● **Text**:
I know what you mean about leaving. Part of it is just the Being Done with a place and the appetent pleasure/excitement at going to the next place.

 

But a big part of leaving Japan is being back in a place where the culture and lifestyle are your native ones or close to them...a place where you can read every publication without a dictionary, where you can give customer service reps a dose of the clean truth when you've been done, where you can handle your relationships with everyone from homeless to Hollywood in your own tongue.

 

And part of it is escaping a fairly regimented, closed and rigid society that can be frustrating for foreigners in so many ways.

 

After I quit my job in Tokyo in 2002, I hung around for a few months and it really sucked. I'd never had so much free time since school days, but there was precious little to do and nobody to do it with. Walking around the streets in casual clothes on weekdays, when everyone else was in a suit even in 38-degree weather, made me feel like I was some kind of loser and outcast. I could go to a cafe and have a $5 coffee and sit there like an idiot. I could go back to my room and look at the Internet. Some weekends I could surf with my buddies...after a 3-hr. drive.

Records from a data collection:
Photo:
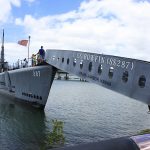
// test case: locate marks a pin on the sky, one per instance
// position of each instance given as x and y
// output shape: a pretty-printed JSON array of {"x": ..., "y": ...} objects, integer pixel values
[{"x": 114, "y": 27}]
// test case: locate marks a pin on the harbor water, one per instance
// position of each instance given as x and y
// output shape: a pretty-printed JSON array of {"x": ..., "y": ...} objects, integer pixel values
[{"x": 90, "y": 113}]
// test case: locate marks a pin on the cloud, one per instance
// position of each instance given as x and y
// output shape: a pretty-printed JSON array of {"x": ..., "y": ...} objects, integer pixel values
[
  {"x": 6, "y": 7},
  {"x": 107, "y": 26}
]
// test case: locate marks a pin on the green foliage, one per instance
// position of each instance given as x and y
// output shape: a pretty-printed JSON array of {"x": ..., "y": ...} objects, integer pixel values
[
  {"x": 56, "y": 137},
  {"x": 146, "y": 131}
]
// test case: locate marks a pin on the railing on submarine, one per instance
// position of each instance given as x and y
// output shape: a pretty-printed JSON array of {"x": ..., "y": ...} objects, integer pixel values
[{"x": 127, "y": 76}]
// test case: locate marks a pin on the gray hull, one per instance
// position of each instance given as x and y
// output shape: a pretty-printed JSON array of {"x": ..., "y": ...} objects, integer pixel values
[{"x": 28, "y": 84}]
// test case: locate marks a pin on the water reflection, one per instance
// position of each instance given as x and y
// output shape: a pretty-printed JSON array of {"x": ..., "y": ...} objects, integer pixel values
[{"x": 21, "y": 126}]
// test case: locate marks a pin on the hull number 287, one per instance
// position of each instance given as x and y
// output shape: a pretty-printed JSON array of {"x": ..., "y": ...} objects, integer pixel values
[{"x": 36, "y": 73}]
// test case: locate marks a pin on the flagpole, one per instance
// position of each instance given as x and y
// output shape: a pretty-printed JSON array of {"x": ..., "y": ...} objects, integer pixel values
[{"x": 28, "y": 48}]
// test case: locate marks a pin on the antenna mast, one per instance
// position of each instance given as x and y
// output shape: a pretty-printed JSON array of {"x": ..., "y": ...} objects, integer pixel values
[{"x": 2, "y": 51}]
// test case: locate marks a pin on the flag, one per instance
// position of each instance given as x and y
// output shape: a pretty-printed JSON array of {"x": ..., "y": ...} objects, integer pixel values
[{"x": 23, "y": 42}]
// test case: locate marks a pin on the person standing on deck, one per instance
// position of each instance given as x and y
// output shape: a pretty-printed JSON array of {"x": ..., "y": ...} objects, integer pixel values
[{"x": 41, "y": 54}]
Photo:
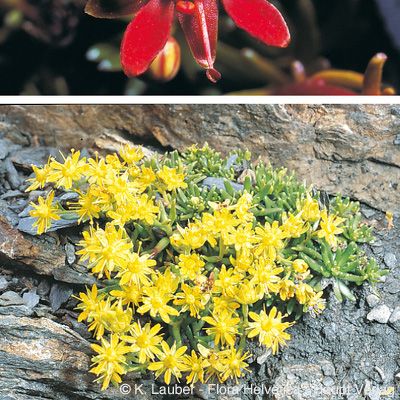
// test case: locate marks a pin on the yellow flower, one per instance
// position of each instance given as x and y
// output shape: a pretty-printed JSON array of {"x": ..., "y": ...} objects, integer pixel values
[
  {"x": 192, "y": 299},
  {"x": 269, "y": 328},
  {"x": 223, "y": 327},
  {"x": 171, "y": 362},
  {"x": 242, "y": 237},
  {"x": 136, "y": 270},
  {"x": 145, "y": 209},
  {"x": 120, "y": 321},
  {"x": 106, "y": 249},
  {"x": 316, "y": 304},
  {"x": 166, "y": 282},
  {"x": 145, "y": 341},
  {"x": 44, "y": 212},
  {"x": 131, "y": 154},
  {"x": 227, "y": 278},
  {"x": 329, "y": 228},
  {"x": 292, "y": 225},
  {"x": 286, "y": 289},
  {"x": 110, "y": 361},
  {"x": 155, "y": 302},
  {"x": 242, "y": 208},
  {"x": 97, "y": 170},
  {"x": 40, "y": 179},
  {"x": 233, "y": 363},
  {"x": 269, "y": 240},
  {"x": 145, "y": 178},
  {"x": 222, "y": 221},
  {"x": 300, "y": 266},
  {"x": 171, "y": 178},
  {"x": 224, "y": 304},
  {"x": 70, "y": 171},
  {"x": 129, "y": 294},
  {"x": 99, "y": 319},
  {"x": 192, "y": 237},
  {"x": 190, "y": 265},
  {"x": 196, "y": 366},
  {"x": 309, "y": 210},
  {"x": 243, "y": 260},
  {"x": 265, "y": 273},
  {"x": 246, "y": 292},
  {"x": 87, "y": 206},
  {"x": 122, "y": 189}
]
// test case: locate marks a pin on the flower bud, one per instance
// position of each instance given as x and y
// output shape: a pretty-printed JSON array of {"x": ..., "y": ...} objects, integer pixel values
[
  {"x": 167, "y": 63},
  {"x": 300, "y": 266}
]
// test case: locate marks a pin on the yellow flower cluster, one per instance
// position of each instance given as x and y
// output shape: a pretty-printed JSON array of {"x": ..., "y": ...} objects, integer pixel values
[{"x": 181, "y": 297}]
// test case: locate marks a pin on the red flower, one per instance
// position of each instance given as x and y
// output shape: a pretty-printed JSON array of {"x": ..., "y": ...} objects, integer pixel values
[{"x": 151, "y": 26}]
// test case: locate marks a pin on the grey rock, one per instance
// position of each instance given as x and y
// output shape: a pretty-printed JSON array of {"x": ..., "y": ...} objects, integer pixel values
[
  {"x": 263, "y": 357},
  {"x": 379, "y": 314},
  {"x": 12, "y": 175},
  {"x": 7, "y": 213},
  {"x": 43, "y": 288},
  {"x": 328, "y": 369},
  {"x": 74, "y": 274},
  {"x": 26, "y": 225},
  {"x": 37, "y": 354},
  {"x": 37, "y": 156},
  {"x": 390, "y": 260},
  {"x": 31, "y": 299},
  {"x": 374, "y": 393},
  {"x": 70, "y": 253},
  {"x": 395, "y": 316},
  {"x": 4, "y": 148},
  {"x": 10, "y": 298},
  {"x": 68, "y": 196},
  {"x": 392, "y": 284},
  {"x": 372, "y": 300},
  {"x": 18, "y": 311},
  {"x": 59, "y": 294},
  {"x": 328, "y": 382},
  {"x": 3, "y": 283}
]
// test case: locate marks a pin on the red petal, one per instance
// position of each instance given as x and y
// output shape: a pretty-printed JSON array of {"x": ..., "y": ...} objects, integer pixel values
[
  {"x": 312, "y": 87},
  {"x": 146, "y": 36},
  {"x": 201, "y": 30},
  {"x": 261, "y": 19},
  {"x": 113, "y": 8}
]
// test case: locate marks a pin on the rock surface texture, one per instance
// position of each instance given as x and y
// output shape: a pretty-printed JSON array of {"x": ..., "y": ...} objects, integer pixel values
[
  {"x": 350, "y": 352},
  {"x": 354, "y": 149}
]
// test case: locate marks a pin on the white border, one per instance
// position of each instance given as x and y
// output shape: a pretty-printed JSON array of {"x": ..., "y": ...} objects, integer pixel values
[{"x": 46, "y": 100}]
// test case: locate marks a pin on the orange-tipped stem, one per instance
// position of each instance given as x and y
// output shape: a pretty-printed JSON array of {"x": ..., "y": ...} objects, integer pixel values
[{"x": 373, "y": 75}]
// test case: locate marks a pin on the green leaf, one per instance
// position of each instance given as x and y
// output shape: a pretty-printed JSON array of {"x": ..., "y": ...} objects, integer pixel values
[{"x": 345, "y": 291}]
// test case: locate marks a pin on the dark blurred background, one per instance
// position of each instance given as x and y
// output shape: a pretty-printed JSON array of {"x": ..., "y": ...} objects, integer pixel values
[{"x": 52, "y": 47}]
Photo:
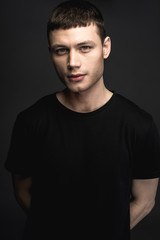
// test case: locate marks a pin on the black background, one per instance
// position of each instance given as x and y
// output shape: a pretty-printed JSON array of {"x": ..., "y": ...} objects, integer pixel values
[{"x": 28, "y": 74}]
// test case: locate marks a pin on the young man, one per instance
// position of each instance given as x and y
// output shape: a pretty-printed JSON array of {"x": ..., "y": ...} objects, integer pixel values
[{"x": 85, "y": 161}]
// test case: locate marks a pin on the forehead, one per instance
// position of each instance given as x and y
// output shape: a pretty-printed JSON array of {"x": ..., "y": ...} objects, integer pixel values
[{"x": 75, "y": 35}]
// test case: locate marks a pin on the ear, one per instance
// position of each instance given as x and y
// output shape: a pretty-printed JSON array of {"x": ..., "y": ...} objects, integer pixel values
[{"x": 106, "y": 47}]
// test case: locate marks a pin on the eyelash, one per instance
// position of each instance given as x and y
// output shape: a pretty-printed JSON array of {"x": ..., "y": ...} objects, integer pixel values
[{"x": 62, "y": 51}]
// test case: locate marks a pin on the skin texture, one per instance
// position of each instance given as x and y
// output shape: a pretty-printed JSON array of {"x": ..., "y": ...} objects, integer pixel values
[{"x": 80, "y": 50}]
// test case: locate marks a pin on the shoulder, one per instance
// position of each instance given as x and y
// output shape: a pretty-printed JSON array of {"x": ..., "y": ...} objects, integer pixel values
[{"x": 134, "y": 115}]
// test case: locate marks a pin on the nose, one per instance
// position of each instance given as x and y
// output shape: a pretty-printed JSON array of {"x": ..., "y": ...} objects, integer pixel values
[{"x": 73, "y": 60}]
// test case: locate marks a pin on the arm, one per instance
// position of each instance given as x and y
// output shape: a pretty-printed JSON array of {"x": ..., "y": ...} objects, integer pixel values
[
  {"x": 143, "y": 199},
  {"x": 22, "y": 190}
]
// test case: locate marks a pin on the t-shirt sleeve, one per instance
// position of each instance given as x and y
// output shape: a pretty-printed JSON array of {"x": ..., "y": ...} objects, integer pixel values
[
  {"x": 21, "y": 154},
  {"x": 146, "y": 157}
]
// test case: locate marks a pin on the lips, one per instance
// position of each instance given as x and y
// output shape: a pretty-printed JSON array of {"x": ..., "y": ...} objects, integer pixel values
[{"x": 76, "y": 77}]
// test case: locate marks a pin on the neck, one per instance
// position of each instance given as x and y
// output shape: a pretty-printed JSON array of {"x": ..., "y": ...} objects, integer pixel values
[{"x": 85, "y": 101}]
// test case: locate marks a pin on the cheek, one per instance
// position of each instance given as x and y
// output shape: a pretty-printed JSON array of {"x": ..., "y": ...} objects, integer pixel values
[
  {"x": 59, "y": 66},
  {"x": 96, "y": 64}
]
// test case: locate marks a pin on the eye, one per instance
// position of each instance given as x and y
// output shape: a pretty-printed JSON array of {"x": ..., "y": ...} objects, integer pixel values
[
  {"x": 61, "y": 51},
  {"x": 85, "y": 48}
]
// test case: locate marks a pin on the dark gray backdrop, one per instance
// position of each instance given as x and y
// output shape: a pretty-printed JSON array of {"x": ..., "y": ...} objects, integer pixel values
[{"x": 27, "y": 74}]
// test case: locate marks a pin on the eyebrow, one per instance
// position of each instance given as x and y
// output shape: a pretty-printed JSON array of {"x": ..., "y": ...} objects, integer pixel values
[{"x": 78, "y": 44}]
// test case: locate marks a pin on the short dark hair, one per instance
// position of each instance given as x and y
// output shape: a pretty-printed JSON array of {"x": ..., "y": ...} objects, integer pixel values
[{"x": 71, "y": 14}]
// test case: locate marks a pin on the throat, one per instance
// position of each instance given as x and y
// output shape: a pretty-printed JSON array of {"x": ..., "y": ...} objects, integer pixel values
[{"x": 83, "y": 105}]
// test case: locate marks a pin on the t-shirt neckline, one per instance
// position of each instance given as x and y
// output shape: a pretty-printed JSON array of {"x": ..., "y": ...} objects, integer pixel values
[{"x": 87, "y": 114}]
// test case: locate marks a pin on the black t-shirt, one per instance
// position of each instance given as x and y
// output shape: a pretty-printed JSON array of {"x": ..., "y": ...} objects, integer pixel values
[{"x": 82, "y": 166}]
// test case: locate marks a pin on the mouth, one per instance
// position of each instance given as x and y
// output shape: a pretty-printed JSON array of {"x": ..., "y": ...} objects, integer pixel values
[{"x": 76, "y": 77}]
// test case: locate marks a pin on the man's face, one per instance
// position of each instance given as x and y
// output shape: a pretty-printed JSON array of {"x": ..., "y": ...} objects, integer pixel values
[{"x": 78, "y": 56}]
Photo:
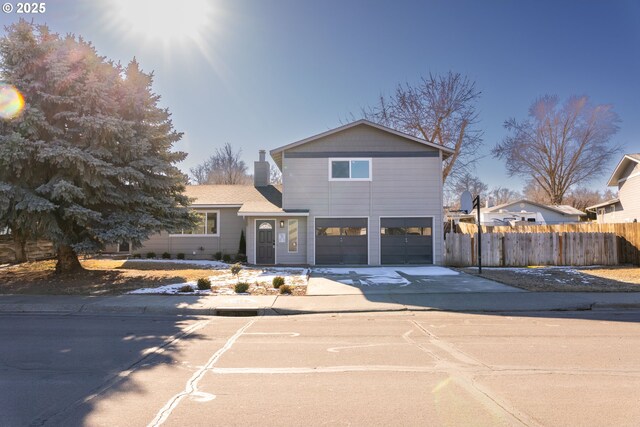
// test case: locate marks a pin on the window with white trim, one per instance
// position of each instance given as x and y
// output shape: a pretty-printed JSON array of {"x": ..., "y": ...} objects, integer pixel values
[
  {"x": 207, "y": 225},
  {"x": 293, "y": 235},
  {"x": 350, "y": 169}
]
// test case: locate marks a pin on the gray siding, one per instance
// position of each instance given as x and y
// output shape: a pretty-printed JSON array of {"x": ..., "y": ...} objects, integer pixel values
[
  {"x": 550, "y": 217},
  {"x": 282, "y": 249},
  {"x": 228, "y": 242},
  {"x": 629, "y": 195},
  {"x": 400, "y": 186},
  {"x": 612, "y": 214}
]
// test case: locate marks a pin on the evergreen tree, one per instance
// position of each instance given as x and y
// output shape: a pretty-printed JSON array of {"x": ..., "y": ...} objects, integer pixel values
[{"x": 89, "y": 162}]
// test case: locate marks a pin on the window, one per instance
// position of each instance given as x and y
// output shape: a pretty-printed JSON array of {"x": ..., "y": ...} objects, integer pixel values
[
  {"x": 207, "y": 225},
  {"x": 293, "y": 235},
  {"x": 350, "y": 169}
]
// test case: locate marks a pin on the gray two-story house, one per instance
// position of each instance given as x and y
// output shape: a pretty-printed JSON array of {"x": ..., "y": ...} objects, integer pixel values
[
  {"x": 625, "y": 207},
  {"x": 360, "y": 194}
]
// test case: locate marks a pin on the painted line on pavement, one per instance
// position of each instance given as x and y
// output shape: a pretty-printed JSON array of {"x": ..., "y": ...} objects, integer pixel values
[{"x": 191, "y": 387}]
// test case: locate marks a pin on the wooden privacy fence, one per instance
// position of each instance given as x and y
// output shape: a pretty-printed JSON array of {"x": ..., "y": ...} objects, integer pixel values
[
  {"x": 522, "y": 249},
  {"x": 627, "y": 235}
]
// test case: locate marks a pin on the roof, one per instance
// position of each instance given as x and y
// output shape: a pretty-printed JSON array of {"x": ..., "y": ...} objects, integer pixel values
[
  {"x": 561, "y": 209},
  {"x": 234, "y": 195},
  {"x": 250, "y": 199},
  {"x": 622, "y": 166},
  {"x": 276, "y": 153},
  {"x": 600, "y": 205}
]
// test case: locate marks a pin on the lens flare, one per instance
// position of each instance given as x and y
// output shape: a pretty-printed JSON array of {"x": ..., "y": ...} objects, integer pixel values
[{"x": 11, "y": 101}]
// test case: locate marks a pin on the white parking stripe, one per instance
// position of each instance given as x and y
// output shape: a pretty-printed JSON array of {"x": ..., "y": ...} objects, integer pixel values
[{"x": 191, "y": 387}]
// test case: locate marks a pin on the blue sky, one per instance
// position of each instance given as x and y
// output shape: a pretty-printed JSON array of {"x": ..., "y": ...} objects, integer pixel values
[{"x": 265, "y": 73}]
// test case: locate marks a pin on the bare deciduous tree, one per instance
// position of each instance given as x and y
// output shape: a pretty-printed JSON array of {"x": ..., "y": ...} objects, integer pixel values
[
  {"x": 560, "y": 145},
  {"x": 440, "y": 109},
  {"x": 500, "y": 195},
  {"x": 582, "y": 197},
  {"x": 533, "y": 191},
  {"x": 223, "y": 167}
]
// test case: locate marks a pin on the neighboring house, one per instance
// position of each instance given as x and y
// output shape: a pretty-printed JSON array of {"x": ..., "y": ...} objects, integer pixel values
[
  {"x": 525, "y": 211},
  {"x": 358, "y": 194},
  {"x": 626, "y": 207}
]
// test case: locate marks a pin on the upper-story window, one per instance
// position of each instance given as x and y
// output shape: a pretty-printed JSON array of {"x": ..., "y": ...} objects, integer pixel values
[{"x": 350, "y": 169}]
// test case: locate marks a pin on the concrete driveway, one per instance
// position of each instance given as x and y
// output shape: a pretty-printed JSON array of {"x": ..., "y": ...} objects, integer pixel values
[{"x": 397, "y": 280}]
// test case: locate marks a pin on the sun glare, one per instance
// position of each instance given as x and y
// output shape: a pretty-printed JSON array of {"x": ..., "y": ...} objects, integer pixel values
[{"x": 162, "y": 21}]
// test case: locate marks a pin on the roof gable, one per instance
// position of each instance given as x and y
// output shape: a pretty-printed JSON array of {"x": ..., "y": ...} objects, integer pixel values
[
  {"x": 621, "y": 171},
  {"x": 419, "y": 143}
]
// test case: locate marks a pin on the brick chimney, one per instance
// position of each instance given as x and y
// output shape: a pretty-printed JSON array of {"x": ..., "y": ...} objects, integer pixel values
[{"x": 261, "y": 171}]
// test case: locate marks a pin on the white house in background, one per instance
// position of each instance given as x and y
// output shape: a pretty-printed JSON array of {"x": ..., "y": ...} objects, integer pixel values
[
  {"x": 625, "y": 208},
  {"x": 527, "y": 212}
]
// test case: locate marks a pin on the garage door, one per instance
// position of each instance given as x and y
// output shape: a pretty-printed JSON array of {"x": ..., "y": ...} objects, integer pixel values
[
  {"x": 406, "y": 240},
  {"x": 341, "y": 241}
]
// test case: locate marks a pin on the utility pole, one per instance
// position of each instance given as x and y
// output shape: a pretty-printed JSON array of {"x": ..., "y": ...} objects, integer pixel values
[{"x": 476, "y": 205}]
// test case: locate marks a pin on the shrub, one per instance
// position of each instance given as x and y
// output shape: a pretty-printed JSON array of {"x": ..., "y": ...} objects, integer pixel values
[
  {"x": 235, "y": 269},
  {"x": 286, "y": 290},
  {"x": 242, "y": 247},
  {"x": 277, "y": 281},
  {"x": 241, "y": 287},
  {"x": 204, "y": 283}
]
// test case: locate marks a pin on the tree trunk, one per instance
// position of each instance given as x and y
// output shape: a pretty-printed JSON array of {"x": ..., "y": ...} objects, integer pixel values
[
  {"x": 19, "y": 244},
  {"x": 68, "y": 261}
]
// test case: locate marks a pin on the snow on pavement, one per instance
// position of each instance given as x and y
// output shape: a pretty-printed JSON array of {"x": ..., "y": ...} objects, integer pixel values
[
  {"x": 206, "y": 263},
  {"x": 383, "y": 275}
]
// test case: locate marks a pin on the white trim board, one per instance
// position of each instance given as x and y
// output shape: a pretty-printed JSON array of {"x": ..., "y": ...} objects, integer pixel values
[
  {"x": 273, "y": 214},
  {"x": 218, "y": 219}
]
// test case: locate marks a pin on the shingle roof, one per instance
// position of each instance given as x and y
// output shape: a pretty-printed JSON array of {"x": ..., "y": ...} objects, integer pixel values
[
  {"x": 599, "y": 205},
  {"x": 235, "y": 195},
  {"x": 276, "y": 153}
]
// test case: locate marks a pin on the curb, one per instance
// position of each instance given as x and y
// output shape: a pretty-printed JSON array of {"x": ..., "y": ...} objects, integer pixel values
[{"x": 615, "y": 306}]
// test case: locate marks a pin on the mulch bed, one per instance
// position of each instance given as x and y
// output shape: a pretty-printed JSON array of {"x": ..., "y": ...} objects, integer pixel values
[{"x": 565, "y": 279}]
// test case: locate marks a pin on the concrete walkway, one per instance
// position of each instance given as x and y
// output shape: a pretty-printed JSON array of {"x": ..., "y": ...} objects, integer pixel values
[
  {"x": 248, "y": 305},
  {"x": 408, "y": 280}
]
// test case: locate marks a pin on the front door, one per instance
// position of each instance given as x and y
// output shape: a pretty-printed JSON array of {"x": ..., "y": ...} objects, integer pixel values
[{"x": 265, "y": 241}]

● **Tasks to complete**:
**A)** Quote the passage about leaving Japan between "I know what" and "your own tongue.", inclusive.
**B)** Find every line of the listing that contains the word "window" and copy each one.

● **Answers**:
**A)**
I know what you mean about leaving. Part of it is just the Being Done with a place and the appetent pleasure/excitement at going to the next place.

 

But a big part of leaving Japan is being back in a place where the culture and lifestyle are your native ones or close to them...a place where you can read every publication without a dictionary, where you can give customer service reps a dose of the clean truth when you've been done, where you can handle your relationships with everyone from homeless to Hollywood in your own tongue.

**B)**
// test case: locate marks a pin on the window with white trim, one per instance
// test case: locate marks a pin on the window, one per instance
// test case: locate marks a pin on the upper-story window, one per instance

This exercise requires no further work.